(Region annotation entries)
.....

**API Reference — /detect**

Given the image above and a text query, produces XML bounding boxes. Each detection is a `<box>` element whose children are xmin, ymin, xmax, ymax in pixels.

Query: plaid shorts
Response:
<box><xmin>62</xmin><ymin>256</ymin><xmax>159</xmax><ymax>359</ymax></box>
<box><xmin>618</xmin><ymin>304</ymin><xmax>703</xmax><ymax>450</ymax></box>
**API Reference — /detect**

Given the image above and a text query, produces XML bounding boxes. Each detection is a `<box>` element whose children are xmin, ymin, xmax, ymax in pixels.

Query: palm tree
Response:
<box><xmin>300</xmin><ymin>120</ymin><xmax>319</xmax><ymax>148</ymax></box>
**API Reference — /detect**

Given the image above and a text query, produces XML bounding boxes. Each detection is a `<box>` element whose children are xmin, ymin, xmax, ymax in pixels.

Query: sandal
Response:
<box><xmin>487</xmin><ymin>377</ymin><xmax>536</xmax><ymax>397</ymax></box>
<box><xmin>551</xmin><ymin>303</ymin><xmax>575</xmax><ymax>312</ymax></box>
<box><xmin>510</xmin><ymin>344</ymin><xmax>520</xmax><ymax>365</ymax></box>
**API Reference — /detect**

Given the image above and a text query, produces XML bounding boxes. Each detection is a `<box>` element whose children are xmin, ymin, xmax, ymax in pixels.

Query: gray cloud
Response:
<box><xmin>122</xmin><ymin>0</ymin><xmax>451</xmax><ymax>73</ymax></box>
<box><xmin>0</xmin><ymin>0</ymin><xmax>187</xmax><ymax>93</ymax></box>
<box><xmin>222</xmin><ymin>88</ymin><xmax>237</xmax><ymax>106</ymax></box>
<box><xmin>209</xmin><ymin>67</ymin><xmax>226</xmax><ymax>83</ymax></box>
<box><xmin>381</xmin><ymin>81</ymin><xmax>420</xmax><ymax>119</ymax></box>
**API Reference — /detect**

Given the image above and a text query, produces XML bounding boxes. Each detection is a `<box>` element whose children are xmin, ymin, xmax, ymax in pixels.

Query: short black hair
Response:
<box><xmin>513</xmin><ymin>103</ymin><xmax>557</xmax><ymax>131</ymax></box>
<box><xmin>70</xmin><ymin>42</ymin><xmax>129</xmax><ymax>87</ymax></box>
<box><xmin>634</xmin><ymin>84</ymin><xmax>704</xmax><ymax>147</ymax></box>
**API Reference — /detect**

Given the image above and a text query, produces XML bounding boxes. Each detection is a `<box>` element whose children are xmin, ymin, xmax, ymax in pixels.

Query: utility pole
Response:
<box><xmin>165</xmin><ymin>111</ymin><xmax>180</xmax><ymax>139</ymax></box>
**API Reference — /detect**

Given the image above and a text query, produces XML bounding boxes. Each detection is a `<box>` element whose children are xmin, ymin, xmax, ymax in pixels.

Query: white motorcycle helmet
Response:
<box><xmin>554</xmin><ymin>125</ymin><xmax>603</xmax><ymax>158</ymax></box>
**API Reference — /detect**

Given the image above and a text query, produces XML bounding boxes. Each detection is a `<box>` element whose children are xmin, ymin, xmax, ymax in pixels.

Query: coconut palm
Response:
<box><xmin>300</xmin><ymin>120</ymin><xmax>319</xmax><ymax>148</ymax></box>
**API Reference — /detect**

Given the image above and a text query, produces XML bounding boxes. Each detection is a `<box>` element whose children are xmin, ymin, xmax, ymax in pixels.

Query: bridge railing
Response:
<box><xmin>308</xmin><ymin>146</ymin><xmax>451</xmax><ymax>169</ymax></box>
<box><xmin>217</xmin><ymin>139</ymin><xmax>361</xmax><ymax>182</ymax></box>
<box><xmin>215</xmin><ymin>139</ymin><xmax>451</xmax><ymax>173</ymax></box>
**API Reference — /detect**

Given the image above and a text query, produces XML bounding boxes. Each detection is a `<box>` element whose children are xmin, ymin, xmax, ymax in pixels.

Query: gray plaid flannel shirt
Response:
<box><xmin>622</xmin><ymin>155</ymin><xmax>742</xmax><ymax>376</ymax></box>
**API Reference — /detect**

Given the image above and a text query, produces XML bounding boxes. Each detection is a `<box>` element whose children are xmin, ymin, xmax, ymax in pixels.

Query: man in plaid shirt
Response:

.....

◆ **What you should do**: Reproduce every line of the material above exactly.

◆ **The output**:
**API Reference — /detect**

Given the image above and a text query, produces XML bounding boxes. Each detection is a `<box>` element whose children are xmin, ymin, xmax, ymax in pixels.

Query: plaid shorts
Response:
<box><xmin>62</xmin><ymin>256</ymin><xmax>159</xmax><ymax>359</ymax></box>
<box><xmin>618</xmin><ymin>304</ymin><xmax>703</xmax><ymax>450</ymax></box>
**API Reference — /detect**

Given the image above and a text query, produces XML bounding boxes. Each detection is a `<box>` element whose children are xmin, ymin, xmax, ymax in pixels.

Query: palm tree
Response:
<box><xmin>300</xmin><ymin>120</ymin><xmax>319</xmax><ymax>148</ymax></box>
**API Reference — /detect**

Given the image above and a text query, produces XML bounding boxes. Each detection is a `<box>` element whose children are xmin, ymin, xmax, ymax in pixels.

Query: sandal
Response:
<box><xmin>487</xmin><ymin>377</ymin><xmax>536</xmax><ymax>397</ymax></box>
<box><xmin>551</xmin><ymin>303</ymin><xmax>575</xmax><ymax>312</ymax></box>
<box><xmin>510</xmin><ymin>344</ymin><xmax>520</xmax><ymax>365</ymax></box>
**API Reference — /detect**

Given the image above and a text query, produces XML bounding boxes. Each detection is a `<box>` element whose children are xmin, ymin, xmax, ymax in pixels.

Query: gray cloud
Response:
<box><xmin>122</xmin><ymin>0</ymin><xmax>451</xmax><ymax>73</ymax></box>
<box><xmin>0</xmin><ymin>0</ymin><xmax>187</xmax><ymax>93</ymax></box>
<box><xmin>222</xmin><ymin>88</ymin><xmax>237</xmax><ymax>106</ymax></box>
<box><xmin>209</xmin><ymin>67</ymin><xmax>226</xmax><ymax>83</ymax></box>
<box><xmin>381</xmin><ymin>81</ymin><xmax>420</xmax><ymax>119</ymax></box>
**API Reference — /detect**

Given the image above and a text query, produces XML bounding boxes. Each detection is a `<box>` element whose children are xmin, ymin, xmax, ymax in pixels.

Query: short black hair
Response:
<box><xmin>513</xmin><ymin>103</ymin><xmax>557</xmax><ymax>131</ymax></box>
<box><xmin>70</xmin><ymin>42</ymin><xmax>129</xmax><ymax>87</ymax></box>
<box><xmin>634</xmin><ymin>84</ymin><xmax>704</xmax><ymax>147</ymax></box>
**API Reference — /detect**

Given the image above and a text query, produces XML bounding boxes. Each detection is a `<box>` element whose children are xmin, ymin, xmax, ymax in pixels.

Query: utility pole
Response:
<box><xmin>165</xmin><ymin>111</ymin><xmax>180</xmax><ymax>139</ymax></box>
**API Reference — /detect**

Given the image above and a text query, produces XML bounding boxes. Each detection is a `<box>` element whose children are xmin, ymin, xmax, ymax in pixels.

Query: white motorcycle helmet
Response:
<box><xmin>554</xmin><ymin>125</ymin><xmax>603</xmax><ymax>158</ymax></box>
**API Reference — /detect**

Given the image above and a text query, produces XML bounding boxes. Each detection is a `<box>` element whose children are xmin, ymin, xmax, ymax in pixels.

Query: coconut palm
Response:
<box><xmin>300</xmin><ymin>120</ymin><xmax>319</xmax><ymax>148</ymax></box>
**API Reference — /detect**

Given the image above and a text query, produces XML bounding boxes. Each detection is a `<box>` element whose children are xmin, ymin, xmax, ymax in pixels.

Query: bridge railing
Response:
<box><xmin>308</xmin><ymin>146</ymin><xmax>451</xmax><ymax>169</ymax></box>
<box><xmin>217</xmin><ymin>139</ymin><xmax>361</xmax><ymax>182</ymax></box>
<box><xmin>215</xmin><ymin>139</ymin><xmax>451</xmax><ymax>173</ymax></box>
**API Reference — /detect**

Given the image above and a text query, produces XML bounding boxes. Each detection is a `<box>` element whose children are xmin, ymin, xmax, ymax in pixels.

Query: gray plaid flannel shirt
Response:
<box><xmin>622</xmin><ymin>155</ymin><xmax>742</xmax><ymax>376</ymax></box>
**API Reference — /detect**

Given the image above and a text query, produces XML bounding boxes. Each detection is a `<box>` element whose children are xmin, ymin, xmax, ymax in pixels.

Query: man in plaid shirt
Response:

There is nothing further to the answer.